### [SELECTED EXCERPT]
CONSTABLE MAVUNGA W. 078981Y
THE BOARD PRESIDENT
CHIEF SUPERINTENDENT KAPITAU W)
THE COMMISSIONER GENERAL OF POLICE
HIGH COURT OF ZIMBABWE
HARARE, 8 and 13 October 2015
Urgent Chamber Application
N Mugiya, for the applicant
D Mambo, for the respondent
MANGOTA J: The applicant is a member of the Zimbabwe Republic Police. He, on 27 April 2015, was convicted of contravening para 35 of the Schedule to the Police Act, [Chapter 11:10]. He was sentenced to 7 days imprisonment.
The applicant filed an application with the court for a review of the proceedings which related to his conviction and sentence. The application is under case number HC 7733/15. He also applied, and successfully so, for stay of execution of the sentence which was imposed upon him. The sentence will not, therefore, be executed until his review application has been heard and determined.
Following his conviction and sentence, the second respondent issued a convening order and served it upon the applicant. The order was issued in terms of s 50 (1) and (2) of the Police Act as read with ss 12 and 13 (1) (b) of the Police [Trials and Boards of Inquiry] Regulations, 1965 [No. GN 97 K of 1965]. It invited the applicant to appear before a Board of Inquiry. The inquiry was aimed at ascertaining and establishing the suitability or fitness of the applicant to remain in the police force or to retain his rank, seniority or salary.
The applicant attached to his application a copy of the convening order. He marked it Annexure A. The annexure appears to have been prepared on 26 August, 2015.

### [EXERCISE TASK 1]
According to the High Court judgment, what sentence was imposed on the applicant?
### [EXERCISE TASK 2]
Go on with the High Court judgment from its last sentence.
The lines after this point are not needed.

### [GIVEN MATERIAL]
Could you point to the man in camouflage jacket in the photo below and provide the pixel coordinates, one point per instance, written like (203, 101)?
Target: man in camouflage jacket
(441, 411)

### [ANSWER 1]
He was sentenced to 7 days imprisonment.

### [ANSWER 2]
The convening order prompted the applicant to file the present urgent chamber application. He prayed that the inquiry be stayed pending the finalisation of the review which he filed under case number HC 7733/15. He said he would suffer irreparable harm if the inquiry was not stayed on an urgent basis. He said his colleagues, whom the trial officer charged, convicted and sentenced together with him, have had their boards of inquiry stayed by the court pending finalisation of their respective applications for review of their convictions and sentences.
The second respondent opposed the application. He had been cited in his official capacity. The first respondent who was also cited in his official capacity did not appear in person or through legal representation. He filed no papers with the court. He was, in fact, as good as having been in default.
In his opposition to the application, the second respondent stated in limine that the applicant’s grounds for review were not supported by evidence. He said the applicant made bold allegations in his founding affidavit.
It goes without saying that the second respondent’s in limine matters were directed at the application for review more than they related to the present urgent chamber application. The court will not, therefore, pay any regard to them in its determination of this application. It will, however, not remain obvious to what the second respondent stated in his opposing affidavit. What he stated therein was and is relevant to the present application.
The date on which the inquiry was scheduled to take place was not stated with any degree of particularity. It was, in fact, as unclear as a foggy morning part of a day.
The notice on which the application was premised gave 4 September, 2015 as the date on which the applicant would appear before the suitability board which would inquire into his suitability or fitness to remain in the police force or to retain his rank, seniority or salary. Paragraph I of the notice reads:
“The Applicant has been called to appear before a board of suitability on the 4th of September, 2015 and the primary aim of the board of suitability is to discharge the applicant from the police service.” [emphasis added].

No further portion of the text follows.